* _The data_:
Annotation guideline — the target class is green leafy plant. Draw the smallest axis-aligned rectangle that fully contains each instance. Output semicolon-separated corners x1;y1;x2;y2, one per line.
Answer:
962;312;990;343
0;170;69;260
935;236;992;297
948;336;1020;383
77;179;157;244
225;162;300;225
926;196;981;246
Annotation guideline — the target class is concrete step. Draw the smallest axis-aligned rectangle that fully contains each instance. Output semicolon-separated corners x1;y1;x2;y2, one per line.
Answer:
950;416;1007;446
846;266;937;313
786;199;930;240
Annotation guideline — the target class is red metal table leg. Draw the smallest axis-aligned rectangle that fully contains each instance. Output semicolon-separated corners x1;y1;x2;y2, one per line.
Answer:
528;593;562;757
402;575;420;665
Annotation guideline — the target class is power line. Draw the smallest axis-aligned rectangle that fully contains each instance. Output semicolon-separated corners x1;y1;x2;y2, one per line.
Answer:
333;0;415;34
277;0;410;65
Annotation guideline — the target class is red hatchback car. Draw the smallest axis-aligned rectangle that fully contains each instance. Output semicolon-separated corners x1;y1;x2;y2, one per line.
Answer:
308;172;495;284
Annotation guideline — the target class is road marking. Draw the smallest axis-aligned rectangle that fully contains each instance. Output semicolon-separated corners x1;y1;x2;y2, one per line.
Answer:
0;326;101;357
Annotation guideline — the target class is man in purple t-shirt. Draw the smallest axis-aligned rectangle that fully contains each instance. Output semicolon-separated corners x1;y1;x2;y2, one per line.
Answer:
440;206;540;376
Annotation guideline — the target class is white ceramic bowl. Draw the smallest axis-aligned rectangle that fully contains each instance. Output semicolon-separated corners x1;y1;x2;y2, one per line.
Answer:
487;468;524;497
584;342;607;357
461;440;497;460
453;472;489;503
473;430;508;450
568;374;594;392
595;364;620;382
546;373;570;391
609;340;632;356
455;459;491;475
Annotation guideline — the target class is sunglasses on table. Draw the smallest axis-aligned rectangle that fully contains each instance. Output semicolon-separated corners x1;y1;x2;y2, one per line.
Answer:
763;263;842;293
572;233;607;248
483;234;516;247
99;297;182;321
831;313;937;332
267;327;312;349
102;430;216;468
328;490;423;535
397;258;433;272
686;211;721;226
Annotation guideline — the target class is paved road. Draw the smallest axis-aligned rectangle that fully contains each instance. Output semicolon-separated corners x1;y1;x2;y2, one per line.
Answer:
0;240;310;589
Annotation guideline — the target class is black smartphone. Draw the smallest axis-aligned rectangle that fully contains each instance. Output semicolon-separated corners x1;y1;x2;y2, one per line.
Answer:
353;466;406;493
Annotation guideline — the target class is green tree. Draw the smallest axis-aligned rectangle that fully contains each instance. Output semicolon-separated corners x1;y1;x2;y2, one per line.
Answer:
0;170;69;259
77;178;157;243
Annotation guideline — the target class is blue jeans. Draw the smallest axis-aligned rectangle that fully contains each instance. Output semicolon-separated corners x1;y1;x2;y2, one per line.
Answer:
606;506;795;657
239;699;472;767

* _Task objective_: What is needed is each line of the data, printed exactly.

* _Response to this task_:
Annotation guideline — the target class is green leafy plant. Draw the smallest axis-aligned rectangle that fully contains each instance. Output semicolon-separated corners x1;y1;x2;y2, one per line.
Answer:
962;312;990;343
0;170;69;260
935;236;992;297
948;336;1020;383
77;179;157;244
225;162;300;225
926;196;981;246
Annotation guideline — the target class is concrete step. Draw the smallest axis-aligned rectangle that fully contains each instance. Output semicolon-separated corners x1;y1;x2;y2, one per line.
Answer:
950;416;1007;446
846;266;937;313
786;199;930;240
Annotation guideline — the target class is red metal table leg. Draw the smallest axis-aligned rectangle that fully contains each instance. Output semicolon-separated corners x1;y1;x2;y2, one per line.
Answer:
528;593;562;757
402;575;420;665
Annotation guideline — the target class is power line. Draw the smallest axis-aligned rectangle that fully contains each instance. Output semicolon-separated corners x1;y1;x2;y2, one per line.
Answer:
333;0;415;34
277;0;410;65
Annotation guideline — the target class is red hatchback car. Draw the smallest axis-aligned rectangle that fully contains each instance. Output semicolon-separated corners x1;y1;x2;y2, one per line.
Answer:
308;172;495;284
Annotation guideline — the target class is road marking. Draw the smallest axis-aligned rectangle that fully contains each instance. Output semicolon-separated corners x1;y1;x2;y2, one per line.
Answer:
0;326;101;357
Annotation guideline — the target class is man in purple t-shirt. Draw the smallest axis-aligned rectangle that fully contains each instance. Output semicolon-separated corners x1;y1;x2;y2, one per line.
Answer:
440;206;540;376
Annotation guideline — the target class is white ceramic bowl. Draw the smallest axis-aligned rectangle that fully contains each instance. Output semicolon-separated corners x1;y1;x2;y2, one per line.
Answer:
487;468;524;497
584;342;607;357
461;440;497;460
453;472;489;503
473;430;508;450
568;374;594;392
595;364;620;382
546;373;570;391
609;340;632;356
455;459;491;475
Annotation guideline — the target class is sunglasses on table. Draw the smallest axis-aligned rectangle that fully contains each instance. Output semicolon-separated corners x1;y1;x2;y2, one per line.
Answer:
763;263;842;293
572;233;607;248
483;234;516;247
99;297;182;321
831;313;937;332
267;327;312;349
102;430;216;468
328;490;423;535
397;258;433;272
686;211;721;226
Annotation guideline — the target class is paved road. Draw the smallest axis-aligned rectangle that fully contains each instance. Output semicolon-separated corners x1;y1;x2;y2, one per line.
Answer:
0;240;310;589
Annotation guideline — the target class is black smartphone. Draw the smallest axis-aligned rectangle that fully contains each instance. Output semicolon-separated corners x1;y1;x2;y2, one per line.
Answer:
353;466;406;493
Annotation guideline — the target class is green tree. Draw the smallest axis-aligned rectangle that fully contains each instance. Output semicolon-separated corners x1;y1;x2;y2, one per line.
Answer:
0;170;69;259
77;178;157;243
Annotation guideline — the target class is blue jeans. Draw the smallest axis-aligned rectangle that fully contains each instance. Output semicolon-separated corners x1;y1;x2;y2, one per line.
Answer:
606;506;795;657
239;699;472;767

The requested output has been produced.